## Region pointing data

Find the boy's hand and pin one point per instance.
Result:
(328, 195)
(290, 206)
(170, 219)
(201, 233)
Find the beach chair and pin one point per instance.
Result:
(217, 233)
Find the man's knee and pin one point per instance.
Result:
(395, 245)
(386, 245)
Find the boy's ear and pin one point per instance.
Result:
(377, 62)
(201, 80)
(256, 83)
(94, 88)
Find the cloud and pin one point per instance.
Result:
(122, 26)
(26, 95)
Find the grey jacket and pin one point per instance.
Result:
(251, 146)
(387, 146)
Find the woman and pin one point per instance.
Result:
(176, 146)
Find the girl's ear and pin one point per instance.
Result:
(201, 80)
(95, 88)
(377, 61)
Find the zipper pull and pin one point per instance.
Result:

## EXERCISE OBJECTIVE
Retyping the data above exactly and in full is the task.

## EXERCISE ANSWER
Find the boy's hand and pin one point per instance.
Result:
(328, 195)
(290, 206)
(170, 219)
(201, 233)
Find the beach chair and pin one point per instance.
Result:
(217, 233)
Find the man's knee and pin one point per instance.
Result:
(395, 245)
(386, 245)
Find the boy's ear and pin one point per instance.
Result:
(377, 62)
(201, 80)
(256, 83)
(94, 88)
Find the cloud and pin one point per instance.
Result:
(122, 26)
(26, 95)
Find the grey jacket and pin one point per instance.
Result:
(251, 146)
(387, 146)
Find the woman and pin one point per instance.
Result:
(176, 146)
Find the girl's ear and pin one point per instance.
Result:
(201, 80)
(95, 88)
(377, 61)
Find the zipper pull and pin one point per instance.
Result:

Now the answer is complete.